§ **WHAT IS EXPECTED**: Leave every image out, and return the rest of the data word for word.

§ **EXTRACTED DATA**:
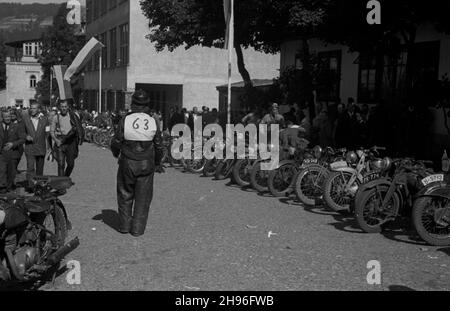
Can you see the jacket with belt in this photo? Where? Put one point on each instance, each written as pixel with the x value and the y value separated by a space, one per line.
pixel 76 134
pixel 16 135
pixel 37 147
pixel 137 150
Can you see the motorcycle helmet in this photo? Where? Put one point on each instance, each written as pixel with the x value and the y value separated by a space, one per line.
pixel 377 165
pixel 318 152
pixel 351 157
pixel 140 98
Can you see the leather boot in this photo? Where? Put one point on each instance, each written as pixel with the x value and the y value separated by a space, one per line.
pixel 125 196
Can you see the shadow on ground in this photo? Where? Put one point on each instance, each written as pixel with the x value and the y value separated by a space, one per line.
pixel 400 288
pixel 109 218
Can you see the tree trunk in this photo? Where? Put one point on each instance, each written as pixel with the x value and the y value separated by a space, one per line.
pixel 410 39
pixel 445 115
pixel 241 65
pixel 307 74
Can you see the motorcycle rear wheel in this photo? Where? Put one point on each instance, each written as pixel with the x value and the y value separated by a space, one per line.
pixel 368 216
pixel 309 184
pixel 334 195
pixel 196 166
pixel 424 214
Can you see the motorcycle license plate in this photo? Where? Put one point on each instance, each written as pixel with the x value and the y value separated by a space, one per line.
pixel 309 161
pixel 432 179
pixel 371 177
pixel 338 164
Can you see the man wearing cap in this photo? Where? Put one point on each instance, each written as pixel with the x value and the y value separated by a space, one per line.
pixel 274 117
pixel 67 133
pixel 138 146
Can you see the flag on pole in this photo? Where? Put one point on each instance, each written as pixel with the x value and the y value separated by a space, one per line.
pixel 83 57
pixel 65 89
pixel 229 20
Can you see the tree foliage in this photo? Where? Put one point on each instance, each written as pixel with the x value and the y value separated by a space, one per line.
pixel 59 47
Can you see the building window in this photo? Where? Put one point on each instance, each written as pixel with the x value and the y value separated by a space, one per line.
pixel 329 75
pixel 28 49
pixel 120 100
pixel 369 81
pixel 33 81
pixel 95 9
pixel 112 4
pixel 103 39
pixel 298 62
pixel 88 11
pixel 113 47
pixel 124 45
pixel 103 7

§ **TASK RESPONSE**:
Can you see the jacket with belt in this photo? Where? Put one point on each instance, each written as pixel with the x value and the y value separated by a space, one per line.
pixel 76 134
pixel 16 135
pixel 37 147
pixel 137 150
Can you see the motorcycle helmet in this photo? Where? Put one point on each instance, each written as pixel with the x value and the y value separated by a space, one per line.
pixel 377 165
pixel 318 152
pixel 351 157
pixel 140 98
Can you see the leather boot in this photo? Where? Put one point on each instance, each written as pixel with the x value and the y value separated by a space, one per line.
pixel 125 196
Can you see the shadow on ground in this photo? Where? Put one point on each instance, each written as pixel with the x value and the y value separated by a space, one per line.
pixel 400 288
pixel 109 218
Can you see the tree trunk in this photo? Where? Put one point on each instance, each written as pixel with the x value and the y value separated by a space, one per line.
pixel 410 39
pixel 445 115
pixel 241 65
pixel 307 74
Can you see the motorcycle rear wheel in this photo? Where? Put one point on each instance, each written as pixel with the x value and the y value separated by a space, one per line.
pixel 368 216
pixel 309 184
pixel 334 195
pixel 196 166
pixel 424 214
Can you see the motorcycle license plate in this photo? Where? Put one point on each instance, each written as pixel with the x value and the y value separated by a space, one per line.
pixel 309 161
pixel 432 179
pixel 371 177
pixel 338 164
Can you see the man wearing cap in this photo? Where? Put one point on each instance, each written as pixel with the x value and the y value separated by a space, one per line.
pixel 274 117
pixel 67 133
pixel 138 146
Can you see the flag on pole in this photo? Where? Put one point on each instance, each written as pixel with the x value and the y value separated by a space, one per line.
pixel 83 57
pixel 65 89
pixel 229 20
Can you see the tree foliage in this photo? Where? Put one point on each instance, each written as pixel with the x value and the y value separated by a space, one per line.
pixel 59 47
Can you see the building window in this photo? Where? Put one point on each instance, each written as pixel with the x value and the y value separated by a space, one per line.
pixel 329 75
pixel 28 49
pixel 120 100
pixel 369 81
pixel 33 81
pixel 95 9
pixel 112 4
pixel 103 39
pixel 298 62
pixel 88 11
pixel 113 47
pixel 124 45
pixel 103 7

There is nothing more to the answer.